[Extracted material start]

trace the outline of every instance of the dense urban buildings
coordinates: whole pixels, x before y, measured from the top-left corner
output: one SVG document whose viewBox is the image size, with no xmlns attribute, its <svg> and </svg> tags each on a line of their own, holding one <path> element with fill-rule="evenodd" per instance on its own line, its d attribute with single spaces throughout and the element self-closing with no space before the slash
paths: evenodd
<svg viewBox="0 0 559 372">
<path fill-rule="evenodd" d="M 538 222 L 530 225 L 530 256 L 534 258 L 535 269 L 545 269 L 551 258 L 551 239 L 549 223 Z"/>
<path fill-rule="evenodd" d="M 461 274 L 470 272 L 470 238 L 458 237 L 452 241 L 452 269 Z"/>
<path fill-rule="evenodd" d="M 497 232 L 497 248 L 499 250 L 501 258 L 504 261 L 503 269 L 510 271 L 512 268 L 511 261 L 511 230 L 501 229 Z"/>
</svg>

[Extracted material end]

● **Task goal**:
Please give the lines of every entry above as a numbered list, leaving out any blank lines.

● **The solution**:
1. trace the outline of every instance of the dense urban buildings
2. coordinates: whole pixels, x before y, measured from the top-left corner
3. output: one SVG document whose viewBox is the image size, with no xmlns attribute, its <svg> and </svg> tags each on a line of their own, holding one <path> element with fill-rule="evenodd" per instance on its own line, its d attribute with single spaces throughout and the element self-closing with no space before the slash
4. paths: evenodd
5. <svg viewBox="0 0 559 372">
6. <path fill-rule="evenodd" d="M 538 222 L 530 225 L 530 256 L 534 258 L 535 269 L 545 269 L 551 258 L 551 239 L 549 223 Z"/>
7. <path fill-rule="evenodd" d="M 461 274 L 470 272 L 470 238 L 458 237 L 452 241 L 452 269 Z"/>
8. <path fill-rule="evenodd" d="M 497 232 L 497 248 L 499 250 L 501 258 L 504 261 L 503 269 L 510 271 L 512 268 L 511 261 L 511 230 L 501 229 Z"/>
9. </svg>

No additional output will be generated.